Locate each line in the listing below that contains the word "white" and copy every such line in full.

## BEGIN RECORDS FOR PROCESSING

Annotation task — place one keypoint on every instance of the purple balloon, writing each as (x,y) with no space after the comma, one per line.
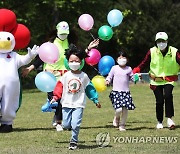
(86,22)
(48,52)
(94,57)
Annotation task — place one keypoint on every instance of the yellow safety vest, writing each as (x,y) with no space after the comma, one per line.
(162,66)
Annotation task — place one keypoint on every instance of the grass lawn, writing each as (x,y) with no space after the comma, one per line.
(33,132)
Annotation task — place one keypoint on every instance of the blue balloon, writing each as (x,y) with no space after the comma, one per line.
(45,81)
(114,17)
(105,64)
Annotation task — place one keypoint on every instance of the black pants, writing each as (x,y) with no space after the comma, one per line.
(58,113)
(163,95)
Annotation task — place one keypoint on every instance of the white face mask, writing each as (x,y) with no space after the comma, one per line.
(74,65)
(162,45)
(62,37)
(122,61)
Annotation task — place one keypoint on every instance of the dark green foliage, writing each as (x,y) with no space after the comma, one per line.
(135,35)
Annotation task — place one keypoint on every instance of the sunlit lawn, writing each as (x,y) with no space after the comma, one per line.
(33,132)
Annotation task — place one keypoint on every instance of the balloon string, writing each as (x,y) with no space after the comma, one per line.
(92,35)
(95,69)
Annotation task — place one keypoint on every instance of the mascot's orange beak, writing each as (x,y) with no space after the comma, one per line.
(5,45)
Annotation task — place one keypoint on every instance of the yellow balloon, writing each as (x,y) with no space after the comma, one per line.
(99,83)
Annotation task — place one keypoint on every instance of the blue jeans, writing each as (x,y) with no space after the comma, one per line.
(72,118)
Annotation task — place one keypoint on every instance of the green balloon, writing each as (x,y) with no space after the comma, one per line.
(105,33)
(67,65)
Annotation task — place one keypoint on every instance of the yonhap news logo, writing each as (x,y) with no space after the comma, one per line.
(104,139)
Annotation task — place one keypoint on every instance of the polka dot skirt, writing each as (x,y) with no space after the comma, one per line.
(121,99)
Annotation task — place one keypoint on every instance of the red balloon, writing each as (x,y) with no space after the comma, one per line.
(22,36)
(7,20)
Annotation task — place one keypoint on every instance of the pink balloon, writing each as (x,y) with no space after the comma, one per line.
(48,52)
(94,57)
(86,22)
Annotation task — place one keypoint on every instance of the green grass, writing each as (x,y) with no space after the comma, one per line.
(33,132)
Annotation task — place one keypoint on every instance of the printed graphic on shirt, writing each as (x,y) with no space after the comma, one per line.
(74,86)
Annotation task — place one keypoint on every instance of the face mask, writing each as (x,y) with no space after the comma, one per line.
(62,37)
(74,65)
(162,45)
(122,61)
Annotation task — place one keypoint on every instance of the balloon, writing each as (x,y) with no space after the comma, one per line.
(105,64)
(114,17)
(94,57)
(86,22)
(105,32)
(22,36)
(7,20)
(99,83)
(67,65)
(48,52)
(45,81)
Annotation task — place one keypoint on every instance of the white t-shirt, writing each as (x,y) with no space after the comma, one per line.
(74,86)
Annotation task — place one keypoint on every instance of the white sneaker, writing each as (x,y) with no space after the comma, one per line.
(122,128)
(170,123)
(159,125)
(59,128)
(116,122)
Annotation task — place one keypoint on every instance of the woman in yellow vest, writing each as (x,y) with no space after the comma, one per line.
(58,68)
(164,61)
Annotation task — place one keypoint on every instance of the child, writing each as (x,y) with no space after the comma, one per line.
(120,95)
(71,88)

## END RECORDS FOR PROCESSING
## BEGIN RECORDS FOR PROCESSING

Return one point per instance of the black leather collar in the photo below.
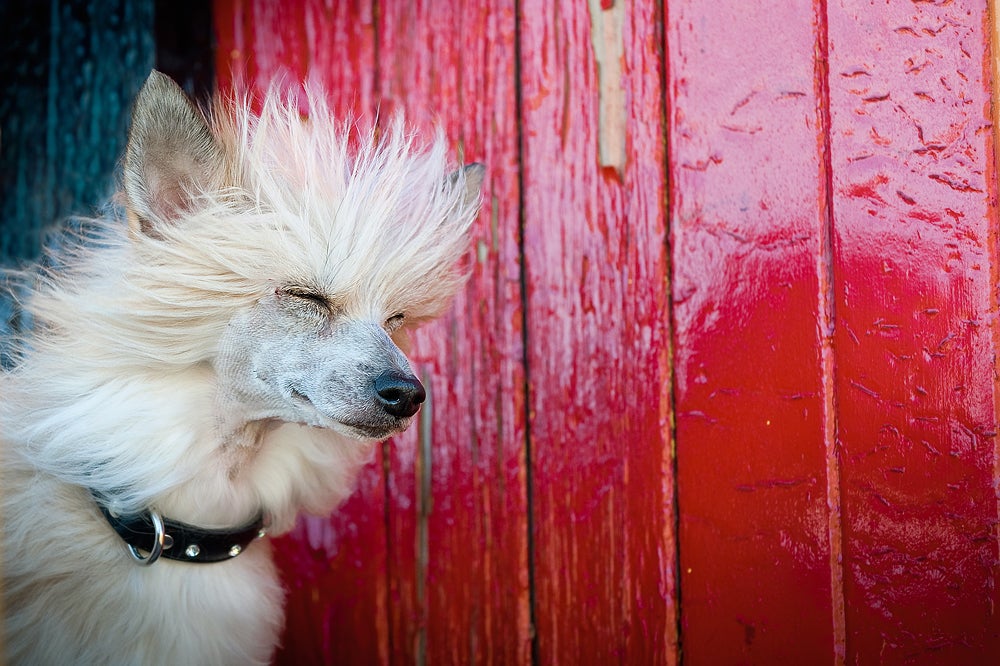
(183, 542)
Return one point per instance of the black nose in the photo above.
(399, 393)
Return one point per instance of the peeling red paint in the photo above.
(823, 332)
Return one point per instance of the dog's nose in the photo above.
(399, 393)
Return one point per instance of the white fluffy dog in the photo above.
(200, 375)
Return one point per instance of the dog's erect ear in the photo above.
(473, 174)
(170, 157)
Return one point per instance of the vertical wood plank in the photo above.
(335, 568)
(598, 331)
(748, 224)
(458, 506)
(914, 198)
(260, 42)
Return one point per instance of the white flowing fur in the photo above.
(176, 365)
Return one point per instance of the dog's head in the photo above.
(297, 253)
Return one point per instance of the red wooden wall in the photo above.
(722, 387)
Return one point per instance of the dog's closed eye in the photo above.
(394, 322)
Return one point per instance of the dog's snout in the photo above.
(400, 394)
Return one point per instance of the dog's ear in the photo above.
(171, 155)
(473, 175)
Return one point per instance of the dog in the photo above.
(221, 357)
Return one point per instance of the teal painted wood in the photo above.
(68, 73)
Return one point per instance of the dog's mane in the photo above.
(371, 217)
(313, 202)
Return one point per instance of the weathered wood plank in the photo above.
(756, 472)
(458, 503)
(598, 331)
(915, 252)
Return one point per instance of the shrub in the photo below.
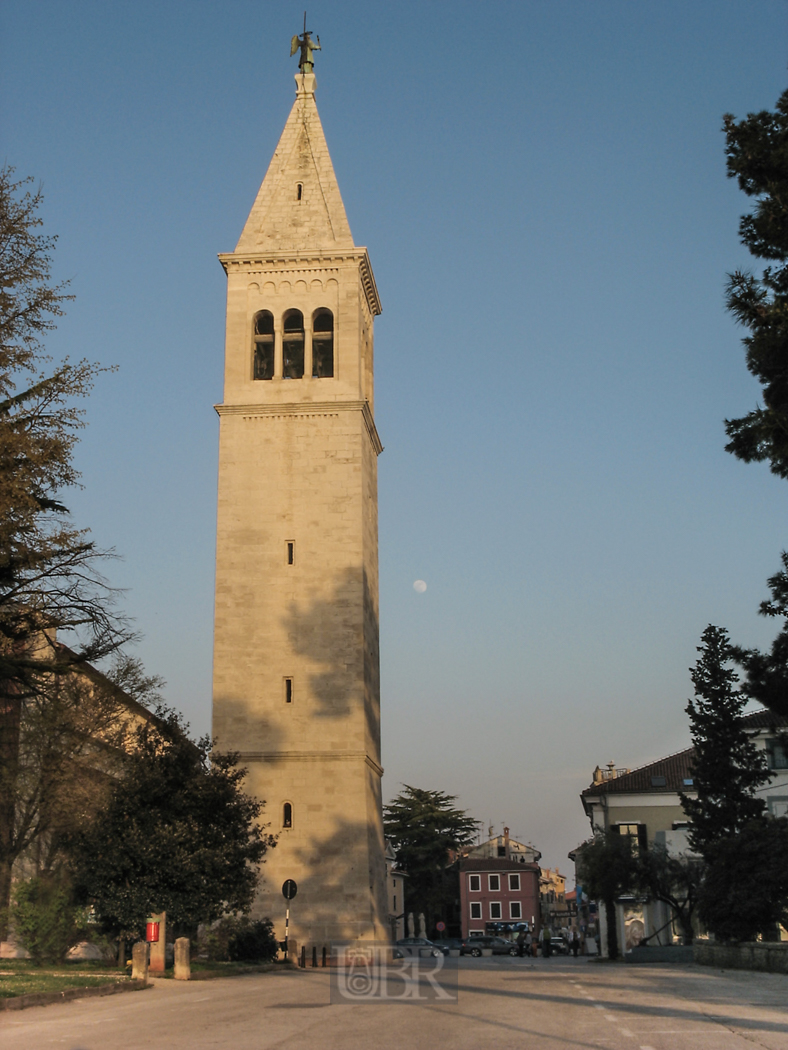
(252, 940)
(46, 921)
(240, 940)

## END RECORDS FOR PROCESSING

EXPECTED ANSWER:
Annotation task — place one keypoint on every instance of the white face mask, writing each as (x,y) with no space after the comma, one per line.
Annotation task — place one keypoint on every instance of the white t-shirt, writing each as (x,y) with no space after the comma, one per line.
Annotation task — place one keypoint on every instance of the white sneaker, writing each as (x,y) with no space after the comma, one per line.
Return one point per instance of the white fluffy dog in the photo above.
Return one point per instance of the white flowing fur in the photo above.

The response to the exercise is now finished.